┌────────

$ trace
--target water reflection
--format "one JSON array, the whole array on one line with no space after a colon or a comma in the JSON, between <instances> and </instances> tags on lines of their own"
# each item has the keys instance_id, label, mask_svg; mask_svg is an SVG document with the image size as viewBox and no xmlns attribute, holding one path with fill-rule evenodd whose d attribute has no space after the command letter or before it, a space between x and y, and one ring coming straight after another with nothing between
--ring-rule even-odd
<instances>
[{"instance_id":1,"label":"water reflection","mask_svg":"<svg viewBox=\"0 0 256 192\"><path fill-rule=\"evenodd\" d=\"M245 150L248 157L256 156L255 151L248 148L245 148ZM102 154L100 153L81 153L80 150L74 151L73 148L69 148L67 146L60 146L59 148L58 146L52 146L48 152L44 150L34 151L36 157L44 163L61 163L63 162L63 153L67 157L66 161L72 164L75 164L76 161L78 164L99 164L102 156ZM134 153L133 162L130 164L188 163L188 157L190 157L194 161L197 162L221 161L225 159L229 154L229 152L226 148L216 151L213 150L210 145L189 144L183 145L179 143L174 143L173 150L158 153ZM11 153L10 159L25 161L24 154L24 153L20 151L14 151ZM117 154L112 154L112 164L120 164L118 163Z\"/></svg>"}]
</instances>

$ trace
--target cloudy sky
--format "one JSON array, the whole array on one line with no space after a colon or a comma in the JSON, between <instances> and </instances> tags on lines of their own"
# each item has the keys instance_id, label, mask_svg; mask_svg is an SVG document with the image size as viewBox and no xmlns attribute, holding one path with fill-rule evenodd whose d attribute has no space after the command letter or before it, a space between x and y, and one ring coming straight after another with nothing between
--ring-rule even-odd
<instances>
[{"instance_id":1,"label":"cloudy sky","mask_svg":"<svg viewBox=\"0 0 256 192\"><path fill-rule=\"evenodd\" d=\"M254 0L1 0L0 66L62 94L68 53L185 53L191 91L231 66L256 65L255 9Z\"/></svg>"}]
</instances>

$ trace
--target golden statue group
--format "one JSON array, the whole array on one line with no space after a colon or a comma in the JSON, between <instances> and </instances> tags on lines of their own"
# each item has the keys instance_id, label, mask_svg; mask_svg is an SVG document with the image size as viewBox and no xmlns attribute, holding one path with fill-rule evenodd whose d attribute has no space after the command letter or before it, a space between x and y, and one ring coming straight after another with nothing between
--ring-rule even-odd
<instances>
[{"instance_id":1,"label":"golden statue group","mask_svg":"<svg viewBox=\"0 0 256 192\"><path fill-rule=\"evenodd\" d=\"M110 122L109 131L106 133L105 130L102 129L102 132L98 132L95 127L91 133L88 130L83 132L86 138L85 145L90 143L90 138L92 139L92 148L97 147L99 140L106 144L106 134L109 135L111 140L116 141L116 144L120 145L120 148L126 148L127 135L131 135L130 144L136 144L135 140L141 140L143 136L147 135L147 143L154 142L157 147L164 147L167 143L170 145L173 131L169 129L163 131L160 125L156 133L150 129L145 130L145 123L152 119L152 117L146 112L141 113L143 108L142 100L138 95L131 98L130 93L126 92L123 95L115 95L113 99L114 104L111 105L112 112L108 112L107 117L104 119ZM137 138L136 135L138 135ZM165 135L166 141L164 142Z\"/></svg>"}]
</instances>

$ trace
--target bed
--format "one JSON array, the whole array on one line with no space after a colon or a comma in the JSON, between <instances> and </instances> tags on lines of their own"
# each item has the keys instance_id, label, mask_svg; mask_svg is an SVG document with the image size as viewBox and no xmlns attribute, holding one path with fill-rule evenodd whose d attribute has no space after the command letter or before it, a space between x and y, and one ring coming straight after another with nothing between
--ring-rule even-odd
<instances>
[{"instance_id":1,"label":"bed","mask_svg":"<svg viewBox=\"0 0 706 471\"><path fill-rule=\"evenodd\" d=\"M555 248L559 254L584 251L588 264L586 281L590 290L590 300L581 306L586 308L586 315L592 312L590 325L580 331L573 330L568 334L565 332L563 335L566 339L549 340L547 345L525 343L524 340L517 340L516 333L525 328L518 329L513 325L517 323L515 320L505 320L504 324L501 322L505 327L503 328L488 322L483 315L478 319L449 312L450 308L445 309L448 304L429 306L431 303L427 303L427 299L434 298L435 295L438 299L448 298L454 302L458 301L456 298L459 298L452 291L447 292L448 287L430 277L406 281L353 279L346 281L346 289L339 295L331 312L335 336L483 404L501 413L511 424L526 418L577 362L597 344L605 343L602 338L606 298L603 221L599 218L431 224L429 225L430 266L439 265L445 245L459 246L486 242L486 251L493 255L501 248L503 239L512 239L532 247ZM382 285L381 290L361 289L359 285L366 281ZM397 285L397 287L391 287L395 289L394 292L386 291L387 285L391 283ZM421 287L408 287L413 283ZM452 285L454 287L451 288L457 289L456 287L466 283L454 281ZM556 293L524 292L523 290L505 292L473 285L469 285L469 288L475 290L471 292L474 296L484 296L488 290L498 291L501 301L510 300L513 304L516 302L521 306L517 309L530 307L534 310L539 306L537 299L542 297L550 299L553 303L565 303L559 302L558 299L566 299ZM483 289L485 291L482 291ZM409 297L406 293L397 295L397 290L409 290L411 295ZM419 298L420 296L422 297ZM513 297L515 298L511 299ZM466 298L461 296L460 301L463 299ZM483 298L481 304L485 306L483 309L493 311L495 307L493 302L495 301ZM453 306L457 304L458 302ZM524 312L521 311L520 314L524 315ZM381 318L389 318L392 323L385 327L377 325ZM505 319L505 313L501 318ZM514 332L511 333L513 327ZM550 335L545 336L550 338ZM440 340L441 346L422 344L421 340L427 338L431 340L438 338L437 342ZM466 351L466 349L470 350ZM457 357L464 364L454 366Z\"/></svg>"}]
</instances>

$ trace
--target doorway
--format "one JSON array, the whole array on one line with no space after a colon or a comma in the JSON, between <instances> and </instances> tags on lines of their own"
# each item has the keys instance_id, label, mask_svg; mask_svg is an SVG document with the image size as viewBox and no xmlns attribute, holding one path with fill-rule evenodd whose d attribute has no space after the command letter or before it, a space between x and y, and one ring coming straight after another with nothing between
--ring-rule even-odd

└────────

--- SET TASK ---
Make an exact copy of the records.

--- WRITTEN RESPONSE ---
$ trace
--target water reflection
--format "one JSON array, the whole array on one line with no space after a colon or a comma in the JSON, between <instances> and </instances> tags on lines of their own"
# each item has the keys instance_id, label, mask_svg; mask_svg is an SVG document with the image size as viewBox and no xmlns attribute, holding one path with fill-rule evenodd whose d attribute has no space after the command letter or before it, a space between x and y, and one ring coming straight after another with nothing between
--ring-rule even-odd
<instances>
[{"instance_id":1,"label":"water reflection","mask_svg":"<svg viewBox=\"0 0 256 192\"><path fill-rule=\"evenodd\" d=\"M245 150L248 157L256 156L255 151L248 148L245 148ZM102 154L100 153L81 153L80 150L74 151L73 148L69 148L67 146L60 146L59 148L58 146L52 146L48 152L44 150L34 151L36 157L44 163L61 163L63 162L63 153L67 157L66 161L72 164L75 164L76 161L78 164L99 164L102 156ZM134 153L133 162L130 164L188 163L188 157L190 157L194 161L197 162L221 161L225 159L229 154L229 152L226 148L216 151L213 150L210 145L189 144L183 145L179 143L174 143L173 150L158 153ZM11 153L10 159L25 161L24 154L24 153L20 151L14 151ZM117 154L112 154L112 164L120 164L118 163Z\"/></svg>"}]
</instances>

$ trace
--target cloudy sky
--format "one JSON array, the whole array on one line with no space after a colon or a comma in the JSON, between <instances> and </instances> tags on lines of their own"
# each item has the keys instance_id, label, mask_svg; mask_svg is an SVG document with the image size as viewBox and no xmlns attribute, holding one path with fill-rule evenodd whose d attribute has no space after the command letter or before it, a space between x and y, and one ring coming straight after another with nothing between
--ring-rule even-odd
<instances>
[{"instance_id":1,"label":"cloudy sky","mask_svg":"<svg viewBox=\"0 0 256 192\"><path fill-rule=\"evenodd\" d=\"M254 0L1 0L0 66L62 94L68 53L185 53L191 91L231 66L256 65L255 9Z\"/></svg>"}]
</instances>

$ trace
--target golden statue group
--format "one JSON array, the whole array on one line with no space after a colon or a comma in the JSON, between <instances> and </instances> tags on lines of their own"
# each item has the keys instance_id, label, mask_svg; mask_svg is an SVG document with the image size as viewBox and no xmlns attribute, holding one path with fill-rule evenodd whose d attribute has no space after the command letter or before it, a space between x and y, and one ring coming straight after another with nothing between
--ring-rule even-odd
<instances>
[{"instance_id":1,"label":"golden statue group","mask_svg":"<svg viewBox=\"0 0 256 192\"><path fill-rule=\"evenodd\" d=\"M110 122L109 131L106 133L105 130L102 129L102 132L98 132L95 127L91 133L88 130L83 132L86 138L85 145L90 143L90 138L92 139L92 148L97 147L99 140L106 144L106 134L109 135L111 140L116 141L116 144L120 145L120 148L126 148L127 135L131 135L130 144L136 144L135 140L141 140L143 136L147 135L147 143L154 142L157 147L164 147L167 143L170 145L173 131L169 129L163 131L160 125L156 133L150 129L145 130L145 123L152 119L152 117L146 112L141 113L143 108L142 100L138 95L131 98L130 93L126 92L123 95L115 95L113 99L114 104L111 105L112 112L108 112L107 117L104 119ZM137 138L136 135L138 135ZM165 135L166 141L164 142Z\"/></svg>"}]
</instances>

$ trace
--target bed
--format "one JSON array, the whole array on one line with no space after a colon or a comma in the JSON, between <instances> and </instances> tags on lines of their own"
# each item has the keys instance_id, label, mask_svg; mask_svg is an SVG document with the image size as viewBox and no xmlns attribute, holding one path with fill-rule evenodd whose d attribute has no space after the command letter or before it, a space between x and y, and one ring coming straight after another with nothing between
--ring-rule even-odd
<instances>
[{"instance_id":1,"label":"bed","mask_svg":"<svg viewBox=\"0 0 706 471\"><path fill-rule=\"evenodd\" d=\"M555 248L559 254L584 251L588 264L586 281L590 290L590 300L581 306L586 308L586 315L592 312L590 325L580 331L573 330L568 334L565 332L563 335L566 339L549 340L547 345L525 343L524 340L517 340L516 333L525 328L518 329L513 325L517 323L515 320L505 320L504 324L501 322L505 327L503 328L488 322L483 315L478 319L449 312L450 308L445 309L448 304L429 306L431 303L427 303L427 299L434 298L435 295L438 299L448 298L454 302L458 301L456 298L459 298L452 291L447 292L448 287L430 277L406 281L353 279L346 281L346 289L339 295L331 312L335 336L483 404L501 413L511 424L526 418L577 362L597 344L605 343L602 338L606 298L603 221L599 218L431 224L429 225L430 266L439 265L445 245L459 246L486 242L486 251L493 255L501 248L503 239L512 239L532 247ZM382 285L381 290L361 289L359 285L366 281ZM397 285L397 287L391 287L395 289L394 292L386 291L387 285L391 283ZM421 287L408 287L413 283ZM452 285L454 287L451 288L457 289L456 287L466 283L454 281ZM556 293L524 292L523 290L505 292L473 285L469 285L469 288L475 290L471 292L474 296L484 296L488 290L498 291L501 301L510 300L513 304L516 302L521 306L517 309L530 307L534 310L539 306L537 299L542 297L550 299L553 303L565 303L559 302L558 299L566 299ZM483 289L485 291L482 291ZM409 297L406 293L397 295L397 290L409 290L411 295ZM419 298L420 296L422 297ZM513 297L515 298L511 299ZM466 298L461 296L460 301L463 299ZM483 298L481 304L485 306L483 309L493 311L495 307L493 302L495 301ZM453 306L457 304L458 302ZM524 312L521 311L520 314L524 315ZM381 318L389 318L392 323L385 327L377 325ZM505 319L505 313L501 318ZM514 332L511 333L513 327ZM550 335L545 336L550 338ZM440 340L441 346L422 344L421 340L427 338L431 340L438 338L437 342ZM466 351L466 349L470 350ZM457 357L464 364L454 366Z\"/></svg>"}]
</instances>

$ trace
--target doorway
--format "one JSON array, the whole array on one line with no space after a colon or a comma in the JSON, between <instances> and </instances> tags on lines of their own"
# each item has the keys instance_id, label, mask_svg; mask_svg is an SVG document with the image size as viewBox and no xmlns attribute, holding one path with fill-rule evenodd whose d attribute has no space after the command letter or before it, a space between x and y, and one ring coming straight after another with nothing between
--ring-rule even-odd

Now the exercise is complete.